What to work on →
Gather from the listing below each line that includes the word "ball", and copy it.

Segment Start: Data for this task

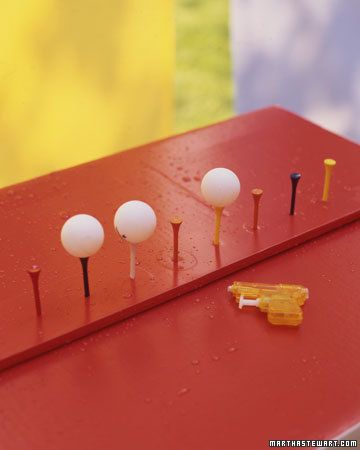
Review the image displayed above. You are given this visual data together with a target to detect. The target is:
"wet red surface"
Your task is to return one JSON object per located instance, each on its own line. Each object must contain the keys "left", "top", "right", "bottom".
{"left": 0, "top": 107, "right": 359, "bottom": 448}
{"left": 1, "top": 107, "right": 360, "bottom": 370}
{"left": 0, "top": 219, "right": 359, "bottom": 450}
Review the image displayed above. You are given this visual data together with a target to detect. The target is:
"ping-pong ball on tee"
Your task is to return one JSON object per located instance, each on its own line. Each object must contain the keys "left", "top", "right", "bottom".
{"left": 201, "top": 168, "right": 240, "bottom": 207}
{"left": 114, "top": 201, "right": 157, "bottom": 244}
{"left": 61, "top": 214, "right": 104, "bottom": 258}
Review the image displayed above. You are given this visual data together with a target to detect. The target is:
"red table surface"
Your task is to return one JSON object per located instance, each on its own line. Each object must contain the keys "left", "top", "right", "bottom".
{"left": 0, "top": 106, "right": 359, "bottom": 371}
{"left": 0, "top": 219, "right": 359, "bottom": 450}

Segment End: Data for this task
Segment Start: Data for this task

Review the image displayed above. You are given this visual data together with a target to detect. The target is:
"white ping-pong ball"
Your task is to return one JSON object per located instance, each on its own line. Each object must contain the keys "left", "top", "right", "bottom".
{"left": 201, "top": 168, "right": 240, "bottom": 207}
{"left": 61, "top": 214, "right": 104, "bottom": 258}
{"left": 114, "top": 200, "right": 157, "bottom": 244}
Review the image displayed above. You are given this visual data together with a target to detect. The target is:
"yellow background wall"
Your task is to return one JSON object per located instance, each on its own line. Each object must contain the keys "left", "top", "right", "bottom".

Segment End: Data for this task
Segment Start: Data for this task

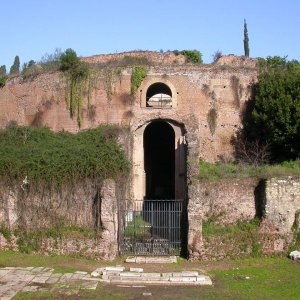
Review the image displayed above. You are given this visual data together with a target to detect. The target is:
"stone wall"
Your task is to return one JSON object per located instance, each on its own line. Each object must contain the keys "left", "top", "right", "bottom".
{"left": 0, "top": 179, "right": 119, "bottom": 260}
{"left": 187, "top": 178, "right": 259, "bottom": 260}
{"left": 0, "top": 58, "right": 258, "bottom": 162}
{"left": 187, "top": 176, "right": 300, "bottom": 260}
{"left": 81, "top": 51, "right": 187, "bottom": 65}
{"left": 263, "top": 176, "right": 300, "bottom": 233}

Segment End: Data for this task

Expected answer →
"ping-pong ball on tee"
"white ping-pong ball"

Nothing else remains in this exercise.